━━ Document text
Passthrough NVIDIA GPU becomes unresponsive and disappears inside the virtual machine
search cancel

Passthrough NVIDIA GPU becomes unresponsive and disappears inside the virtual machine

book

Article ID: 418517

calendar_today

Updated On:

Products

VMware vSphere ESXi

Issue/Introduction

A virtual machine using an NVIDIA passthrough GPU suddenly lost access to the GPU device. Inside the guest OS, the GPU no longer appeared in the output of command "nvidia-smi", and the following error was displayed,

NVIDIA-SMI has failed because it couldn't communicate with the NVIDIA driver. Make sure that the latest NVIDIA driver is installed and running. 

Below error is observed from vmkernel log on ESXi host 

Skipping device reset on <PCIe ID> because PCIe link to the device is down.

Rebooting the virtual machine did not resolve the issue.

Environment

  • ESXi host with PCI passthrough enabled

  • Virtual machine using an NVIDIA GPU via passthrough

  • NVIDIA driver installed inside the guest OS

  • vSphere 8.x / 9.x

  • No recent configuration changes on vSphere or in the VM

 

Cause

The NVIDIA passthrough GPU became unresponsive at the hardware or firmware level. When the physical GPU stops responding, the VM cannot access the device, and the driver within the guest OS fails to communicate with the GPU. A guest OS reboot cannot recover the GPU because the hardware remains in a stuck state

This behavior indicates a potential GPU hardware or firmware stability issue.

Resolution

Reboot the ESXi host to restore access to the NVIDIA passthrough GPU so that the PCI device can be fully reinitialized during host startup.

Since the GPU dropped unexpectedly during normal VM operation, it is recommended to engage the server hardware vendor to check the GPU hardware and firmware health, including,

  • GPU card stability

  • PCIe slot health

  • GPU firmware/BIOS version

  • Thermal and power conditions

  • Known GPU reset or firmware lock-up issues

Additional Information

 

  • Once a passthrough GPU becomes unresponsive, ESXi and the VM cannot reset the device without a full host reboot.

  • Similar symptoms may occur if the GPU firmware locks up, overheats, or loses PCIe link stability.
━━━━
━━ The data
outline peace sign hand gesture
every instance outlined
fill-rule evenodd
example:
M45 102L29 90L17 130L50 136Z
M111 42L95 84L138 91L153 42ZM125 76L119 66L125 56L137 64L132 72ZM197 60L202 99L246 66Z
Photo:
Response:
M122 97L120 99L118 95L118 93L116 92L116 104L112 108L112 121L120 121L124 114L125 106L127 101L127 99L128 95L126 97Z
━━━━
Write out the stretch of the passthrough GPU article from "VMware vSphere ESXi" through "resolve the issue.", word for word.

Answer for this exercise:
VMware vSphere ESXi

Issue/Introduction

A virtual machine using an NVIDIA passthrough GPU suddenly lost access to the GPU device. Inside the guest OS, the GPU no longer appeared in the output of command "nvidia-smi", and the following error was displayed,

NVIDIA-SMI has failed because it couldn't communicate with the NVIDIA driver. Make sure that the latest NVIDIA driver is installed and running. 

Below error is observed from vmkernel log on ESXi host 

Skipping device reset on <PCIe ID> because PCIe link to the device is down.

Rebooting the virtual machine did not resolve the issue.